#### [RECORD LIST]
________

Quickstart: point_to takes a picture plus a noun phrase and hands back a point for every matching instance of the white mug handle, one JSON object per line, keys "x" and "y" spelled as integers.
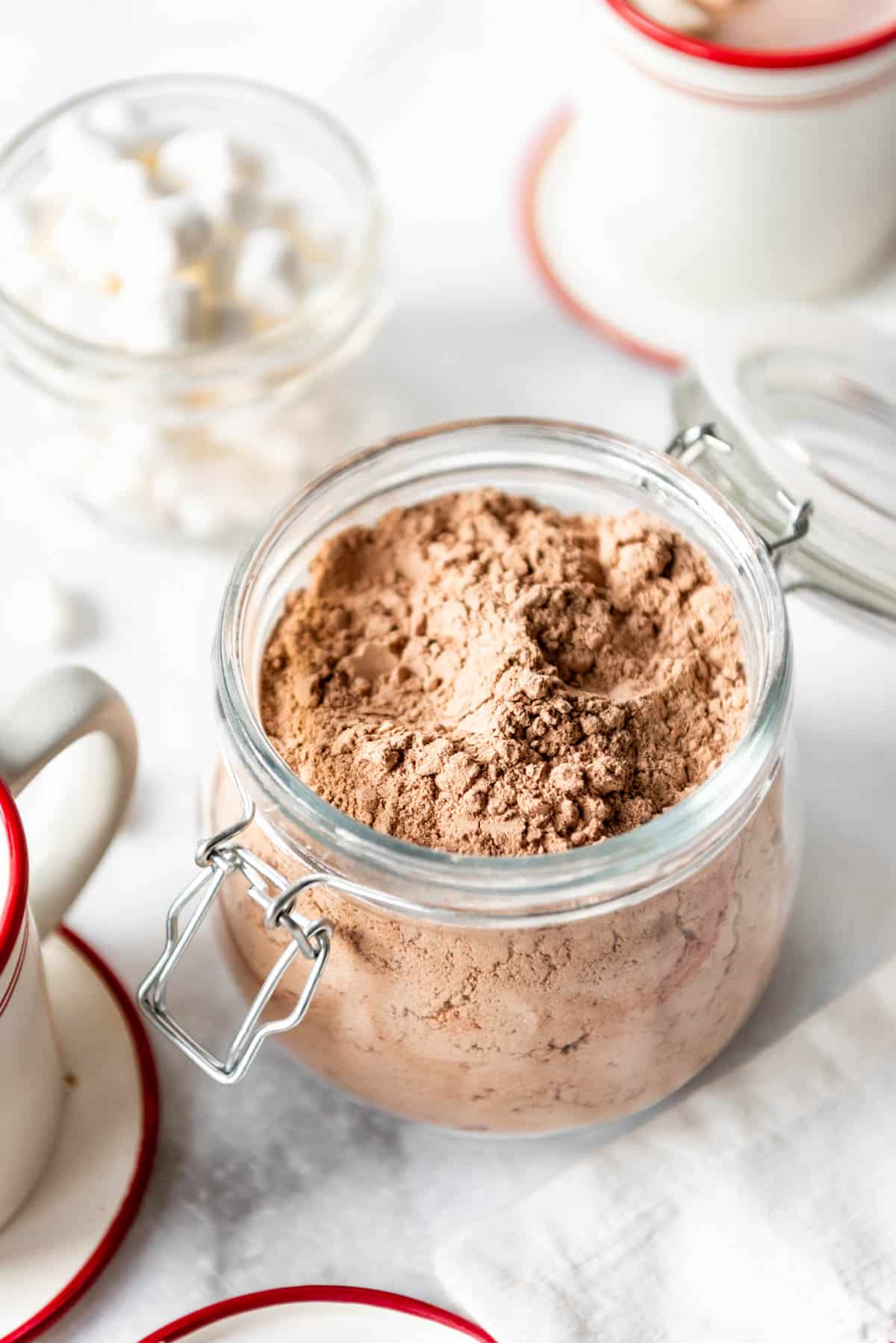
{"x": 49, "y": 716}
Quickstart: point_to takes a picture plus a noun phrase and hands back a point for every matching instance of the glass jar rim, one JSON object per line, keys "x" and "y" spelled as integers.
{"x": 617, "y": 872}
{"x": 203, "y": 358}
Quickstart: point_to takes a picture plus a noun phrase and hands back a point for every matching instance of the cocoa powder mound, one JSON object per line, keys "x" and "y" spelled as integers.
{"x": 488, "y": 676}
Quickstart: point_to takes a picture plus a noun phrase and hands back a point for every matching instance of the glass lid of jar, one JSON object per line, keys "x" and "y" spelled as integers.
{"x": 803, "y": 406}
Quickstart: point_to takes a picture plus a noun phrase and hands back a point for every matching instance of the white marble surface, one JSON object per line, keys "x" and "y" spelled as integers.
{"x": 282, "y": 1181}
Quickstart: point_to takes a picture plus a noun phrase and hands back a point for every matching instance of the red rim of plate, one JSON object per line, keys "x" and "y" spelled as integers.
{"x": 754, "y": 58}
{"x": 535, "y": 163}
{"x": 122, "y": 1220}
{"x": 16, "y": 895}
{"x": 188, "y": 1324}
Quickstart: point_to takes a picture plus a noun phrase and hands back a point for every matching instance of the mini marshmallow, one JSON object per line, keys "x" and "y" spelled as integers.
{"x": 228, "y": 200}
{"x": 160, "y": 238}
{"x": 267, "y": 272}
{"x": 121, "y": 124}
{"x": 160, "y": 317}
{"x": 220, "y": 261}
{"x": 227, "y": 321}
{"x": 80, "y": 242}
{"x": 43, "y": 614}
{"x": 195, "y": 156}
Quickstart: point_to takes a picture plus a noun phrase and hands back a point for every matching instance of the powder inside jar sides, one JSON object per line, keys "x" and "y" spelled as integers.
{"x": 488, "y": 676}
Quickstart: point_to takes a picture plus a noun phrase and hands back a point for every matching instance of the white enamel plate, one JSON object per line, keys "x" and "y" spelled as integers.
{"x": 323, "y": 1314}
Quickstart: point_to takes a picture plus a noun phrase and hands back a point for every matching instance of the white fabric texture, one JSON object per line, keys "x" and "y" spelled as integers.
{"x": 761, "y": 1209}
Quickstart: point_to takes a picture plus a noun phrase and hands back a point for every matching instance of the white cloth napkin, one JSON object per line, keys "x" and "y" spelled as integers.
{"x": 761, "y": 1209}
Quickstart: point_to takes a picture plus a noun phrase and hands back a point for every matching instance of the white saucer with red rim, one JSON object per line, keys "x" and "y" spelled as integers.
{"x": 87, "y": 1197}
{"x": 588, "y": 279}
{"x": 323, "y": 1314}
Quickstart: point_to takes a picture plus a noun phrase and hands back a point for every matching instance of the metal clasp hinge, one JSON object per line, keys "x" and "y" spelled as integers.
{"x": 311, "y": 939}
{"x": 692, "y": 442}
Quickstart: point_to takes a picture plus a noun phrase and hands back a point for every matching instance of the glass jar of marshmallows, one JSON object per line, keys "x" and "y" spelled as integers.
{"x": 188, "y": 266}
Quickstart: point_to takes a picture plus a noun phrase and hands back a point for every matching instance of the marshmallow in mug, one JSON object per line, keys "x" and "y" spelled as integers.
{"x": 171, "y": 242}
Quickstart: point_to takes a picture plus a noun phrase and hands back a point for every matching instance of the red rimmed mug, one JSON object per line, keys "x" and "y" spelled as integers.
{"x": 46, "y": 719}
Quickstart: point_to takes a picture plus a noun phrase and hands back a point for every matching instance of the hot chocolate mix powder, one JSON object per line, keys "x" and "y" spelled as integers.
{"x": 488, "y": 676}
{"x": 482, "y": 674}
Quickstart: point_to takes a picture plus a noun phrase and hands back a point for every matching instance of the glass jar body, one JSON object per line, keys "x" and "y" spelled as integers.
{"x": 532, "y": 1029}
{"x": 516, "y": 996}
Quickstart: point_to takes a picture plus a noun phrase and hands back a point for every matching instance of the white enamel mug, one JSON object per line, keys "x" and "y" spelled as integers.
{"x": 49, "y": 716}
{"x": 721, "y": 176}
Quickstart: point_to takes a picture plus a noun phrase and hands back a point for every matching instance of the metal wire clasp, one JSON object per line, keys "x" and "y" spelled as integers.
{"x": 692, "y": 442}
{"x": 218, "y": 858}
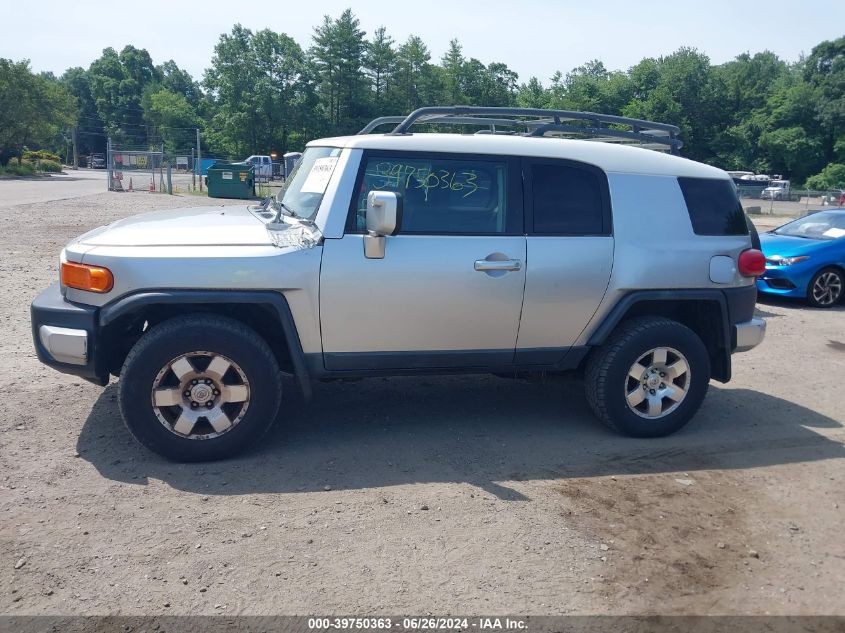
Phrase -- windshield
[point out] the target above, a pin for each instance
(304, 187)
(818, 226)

________

#### [WHAT YOU NEED TO DO]
Rewrite all of the data above, replacing each occurrence of "hands back" with "returns" and leaving everything else unchanged. Omit the pictures from your output.

#### [WORKED SOLUTION]
Quickstart: point_to takes a picture plus a noun phrase and returns a point for every matching instance of the white mug handle, one JSON object per line, keys "x" and "y" spelled as integers.
{"x": 49, "y": 716}
Quickstart: point_to takes a picture plus a noun phrase and returns a point for every matching instance of the glass jar rim, one JSON object per line, keys "x" and "y" spelled as integers.
{"x": 617, "y": 872}
{"x": 203, "y": 358}
Quickstart: point_to takes a picture plus a noun phrase and returns a point for every matching instance of the cocoa powder mound, one JSON object per line, keys "x" and "y" spelled as integers.
{"x": 488, "y": 676}
Quickstart: point_to takes a picture plus a noun phrase and returns a point for every matching instance of the glass lid of jar, one JSON object per line, keys "x" and "y" spelled as integers.
{"x": 803, "y": 406}
Quickstart: point_to takes a picture plus a noun phrase and returns a point for every matching instance of the white marble surface, one JSON object per line, keys "x" and "y" spelled as integers.
{"x": 282, "y": 1181}
Quickstart: point_to takes a picture plus a noun phrase and returns a point for every matching instance of the red rim of plate, one JSON object per line, keys "x" and "y" spelled as integers.
{"x": 754, "y": 58}
{"x": 535, "y": 163}
{"x": 122, "y": 1220}
{"x": 16, "y": 895}
{"x": 188, "y": 1324}
Quickstart: point_to takes a picture plus a noun phrase and returns a point for every matching instance of the mini marshmallow, one JSON object per line, keys "x" and "y" spelled as integers.
{"x": 228, "y": 200}
{"x": 160, "y": 238}
{"x": 267, "y": 272}
{"x": 121, "y": 124}
{"x": 160, "y": 317}
{"x": 220, "y": 261}
{"x": 227, "y": 321}
{"x": 80, "y": 242}
{"x": 43, "y": 614}
{"x": 195, "y": 156}
Quickstart: point_to takes a picture plus a noun phrase and returns a point for every matching instance of the powder inside jar sides, one JSON object per line, keys "x" and "y" spelled as integers.
{"x": 488, "y": 676}
Quickstart: point_to takes a picture plus a noun phrase and returns a point for every matching instance of the white enamel plate, one JSON object per line, keys "x" and "y" spelled as integers.
{"x": 323, "y": 1314}
Quickstart: point_to takes a picture plus a noun phrase and returns a point for every matching instance of the white fabric texture, one JSON object per line, keys "x" and "y" spelled as integers.
{"x": 761, "y": 1209}
Quickstart: point_to takes a picture plus a noun phrase and returns a point for every matching instance of the white cloth napkin, one JSON object per line, keys "x" and "y" spelled as integers.
{"x": 761, "y": 1209}
Quickstart: point_to takes a picture plus a noun phrase and returns a point for every matching instance of the white saucer with red rim, one JSON object per line, keys "x" and "y" spelled as integers.
{"x": 87, "y": 1197}
{"x": 588, "y": 279}
{"x": 323, "y": 1314}
Quickstart: point_to takes a picture plus a noun phrase and returns a point for every matching instance of the metal clasp hinge, one JSON object per line, keys "x" and "y" spelled as integers.
{"x": 311, "y": 939}
{"x": 692, "y": 442}
Quickstart: point_to takes a picture plus a noun phrase and returns a point for every matching instance of the glass jar of marshmallows, one JSON object per line, keys "x" and "y" spelled as integers.
{"x": 188, "y": 266}
Quickstart: point_to takes a picture plus a noun phrase and returns a point for every matching instance of the marshmallow in mug, one JSON object per line, keys "x" and "y" spelled as integers.
{"x": 171, "y": 242}
Quickstart: point_to takes a picture plus a noun phrase and returns a point for every matching instance of the red rimmed mug, one JSON object per line, keys "x" and "y" spelled as integers.
{"x": 46, "y": 719}
Quickstart: point_to takes a picture plus a noun phrase and returns a point for every matching instance of the hot chocolate mix powder, one JSON object per line, keys "x" and "y" spelled as integers.
{"x": 488, "y": 676}
{"x": 482, "y": 674}
Quickstart: point_to takes a picture plus a noun phrase and returns a point for every matching instance of the glass jar body, one JSON object per line, keys "x" and "y" spelled as integers.
{"x": 532, "y": 1029}
{"x": 516, "y": 996}
Quickstart: point_to takes a picture plus a noun phrase and returns a point for every matching instance of the white enamel mug, one JSON object per line, keys "x" and "y" spelled as integers.
{"x": 49, "y": 716}
{"x": 721, "y": 176}
Quickstart: point_to takes a picture plus a noun phrase and returns a point for every matching instance of the metal wire clasp, one JSON object per line, keys "x" and "y" spelled as integers.
{"x": 692, "y": 442}
{"x": 218, "y": 858}
Phrase -- windshield
[point out] the target above, a pin for each instance
(304, 187)
(818, 226)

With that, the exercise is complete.